The package cluserTALYS
enables launching calculations
in parallel over an SSH connection on computers with multiple processors,
clusters of work stations, or scientific computing clusters.
This package makes use of the functionality of the R package
clusterSSH to
communicate with the cluster, which must therefore be installed
together with its dependencies. Some of the required packages
currently use the commands rsync
, ssh
, ps
, mkpipe
and
pipes. This means that clusterSSH
due to its dependencies
can only be used under UNIX-like systems.
Further, the package TALYSeval
must be installed on the computing nodes of the cluster and a
shared network file system availabe used for communication.
In order to install the package with all its dependencies, execute the following commands in a terminal:
mkdir inst
cd inst
git clone https://github.com/gschnabel/interactiveSSH.git
git clone https://github.com/gschnabel/rsyncFacility.git
git clone https://github.com/gschnabel/remoteFunctionSSH.git
git clone https://github.com/gschnabel/clusterSSH.git
git clone https://github.com/gschnabel/clusterTALYS.git
git clone https://github.com/gschnabel/TALYSeval.git
R CMD INSTALL interactiveSSH
R CMD INSTALL rsyncFacility.git
R CMD INSTALL remoteFunctionSSH
R CMD INSTALL clusterSSH
R CMD INSTALL clusterTALYS
R CMD INSTALL TALYSeval
Further, R must be installed on the cluster and the package TALYSeval installed there. Depending on the cluster configuration, the following on the login node may do the job:
mkdir inst
cd inst
git clone https://github.com/gschnabel/TALYSeval.git
R CMD INSTALL TALYSeval
First, we need to initialize the functionality of
package remoteFunctionSSH
to lauch R functions on
a remote computer (e.g., the login node):
remObj <- initSSH(ssh_login, ssh_pw,
tempdir.loc = calcdir_loc,
tempdir.rem = calcdir_rem)
The variables ssh_login
and ssh_pw
have to be initialized
by the SSH credentials of the user. The variable calcdir_loc
must contain an existing path on the local machine, preferably
empty. The variable calcdir_rem
contains an existing path on the
remote machine, whose content mirrors that of calcdir_loc
.

» SET TASKS
a. In the clusterTALYS setup text, on what kind of systems can clusterSSH be used?
b. Reproduce the stretch of the clusterTALYS setup text from "The package cluserTALYS" through "scientific computing clusters.".

» RECORDS SHOWN
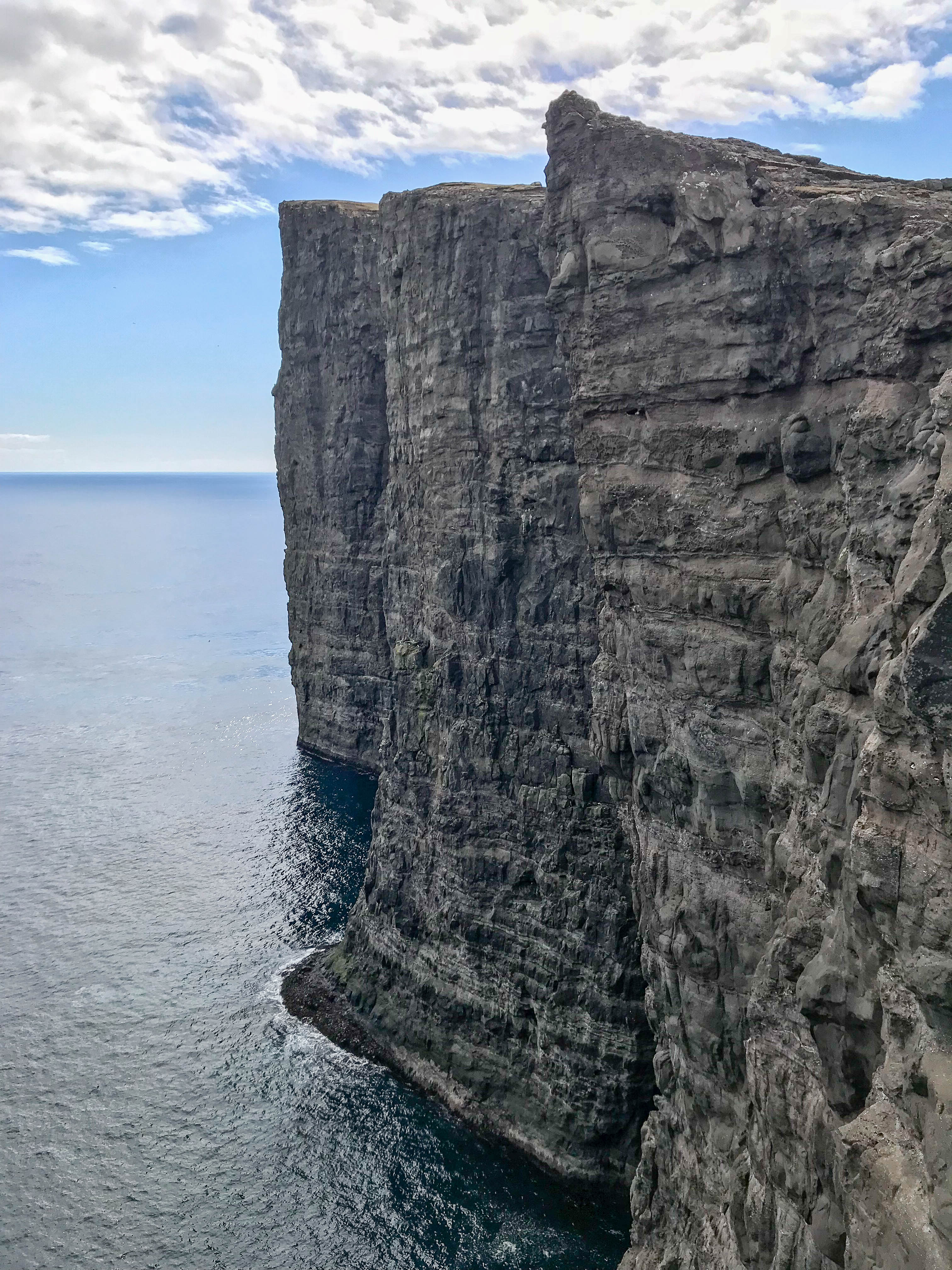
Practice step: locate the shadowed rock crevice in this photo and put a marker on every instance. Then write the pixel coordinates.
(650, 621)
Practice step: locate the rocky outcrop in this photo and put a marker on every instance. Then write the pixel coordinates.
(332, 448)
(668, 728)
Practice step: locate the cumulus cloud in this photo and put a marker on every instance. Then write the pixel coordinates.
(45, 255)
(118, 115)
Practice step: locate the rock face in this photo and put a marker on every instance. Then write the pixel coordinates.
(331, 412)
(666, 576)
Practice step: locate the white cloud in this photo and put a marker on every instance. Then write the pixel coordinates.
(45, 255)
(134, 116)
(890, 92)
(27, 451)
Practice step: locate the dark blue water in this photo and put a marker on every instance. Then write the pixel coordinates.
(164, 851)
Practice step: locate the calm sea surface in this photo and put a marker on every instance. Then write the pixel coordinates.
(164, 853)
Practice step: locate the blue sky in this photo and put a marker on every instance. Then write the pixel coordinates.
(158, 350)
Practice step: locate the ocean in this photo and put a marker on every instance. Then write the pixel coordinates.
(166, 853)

--

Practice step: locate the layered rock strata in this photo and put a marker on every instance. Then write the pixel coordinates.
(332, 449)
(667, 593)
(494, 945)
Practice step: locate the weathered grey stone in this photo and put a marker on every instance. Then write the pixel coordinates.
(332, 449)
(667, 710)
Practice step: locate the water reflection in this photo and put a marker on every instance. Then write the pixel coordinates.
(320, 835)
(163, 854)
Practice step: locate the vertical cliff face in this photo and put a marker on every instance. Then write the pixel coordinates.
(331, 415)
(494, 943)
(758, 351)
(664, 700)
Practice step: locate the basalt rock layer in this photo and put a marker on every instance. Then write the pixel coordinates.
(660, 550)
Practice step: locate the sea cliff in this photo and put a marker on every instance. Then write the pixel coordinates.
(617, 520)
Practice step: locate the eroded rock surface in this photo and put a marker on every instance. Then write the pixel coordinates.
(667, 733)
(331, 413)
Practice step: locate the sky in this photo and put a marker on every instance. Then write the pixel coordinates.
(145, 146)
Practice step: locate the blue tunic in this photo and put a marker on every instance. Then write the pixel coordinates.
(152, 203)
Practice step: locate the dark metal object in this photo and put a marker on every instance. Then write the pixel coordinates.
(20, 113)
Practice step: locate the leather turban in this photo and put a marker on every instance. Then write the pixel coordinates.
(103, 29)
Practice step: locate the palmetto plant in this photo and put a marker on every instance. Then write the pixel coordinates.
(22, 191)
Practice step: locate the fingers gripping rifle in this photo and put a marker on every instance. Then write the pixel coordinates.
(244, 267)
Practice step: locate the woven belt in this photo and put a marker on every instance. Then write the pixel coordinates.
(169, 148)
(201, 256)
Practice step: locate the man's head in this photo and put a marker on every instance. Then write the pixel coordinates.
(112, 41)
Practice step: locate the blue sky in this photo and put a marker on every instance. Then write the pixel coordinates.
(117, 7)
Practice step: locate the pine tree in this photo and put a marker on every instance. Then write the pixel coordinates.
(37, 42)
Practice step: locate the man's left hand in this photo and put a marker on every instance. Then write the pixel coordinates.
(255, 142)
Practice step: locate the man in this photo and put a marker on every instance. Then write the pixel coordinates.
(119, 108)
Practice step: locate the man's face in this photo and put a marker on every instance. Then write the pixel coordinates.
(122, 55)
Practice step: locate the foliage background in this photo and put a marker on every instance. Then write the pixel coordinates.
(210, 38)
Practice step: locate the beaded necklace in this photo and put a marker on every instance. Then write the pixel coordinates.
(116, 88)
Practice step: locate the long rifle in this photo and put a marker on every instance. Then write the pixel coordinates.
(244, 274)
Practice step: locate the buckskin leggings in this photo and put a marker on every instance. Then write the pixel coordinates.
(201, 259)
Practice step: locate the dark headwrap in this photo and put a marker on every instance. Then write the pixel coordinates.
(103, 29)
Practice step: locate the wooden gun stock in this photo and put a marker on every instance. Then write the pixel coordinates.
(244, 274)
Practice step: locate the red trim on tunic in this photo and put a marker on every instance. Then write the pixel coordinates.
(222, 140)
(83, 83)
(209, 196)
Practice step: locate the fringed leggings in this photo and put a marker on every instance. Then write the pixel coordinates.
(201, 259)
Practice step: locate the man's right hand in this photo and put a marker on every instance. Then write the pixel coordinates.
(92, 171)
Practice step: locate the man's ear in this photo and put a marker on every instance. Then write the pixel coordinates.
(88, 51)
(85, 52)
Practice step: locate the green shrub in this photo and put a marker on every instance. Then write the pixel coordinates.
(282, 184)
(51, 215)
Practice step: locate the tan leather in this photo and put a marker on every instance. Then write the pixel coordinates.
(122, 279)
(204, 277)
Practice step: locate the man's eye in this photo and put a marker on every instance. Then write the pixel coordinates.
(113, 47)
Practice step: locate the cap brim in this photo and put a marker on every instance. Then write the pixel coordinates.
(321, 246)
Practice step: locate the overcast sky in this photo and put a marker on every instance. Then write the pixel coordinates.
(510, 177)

» SOLUTIONS
a. Only on UNIX-like systems.

b.
The package cluserTALYS
enables launching calculations
in parallel over an SSH connection on computers with multiple processors,
clusters of work stations, or scientific computing clusters.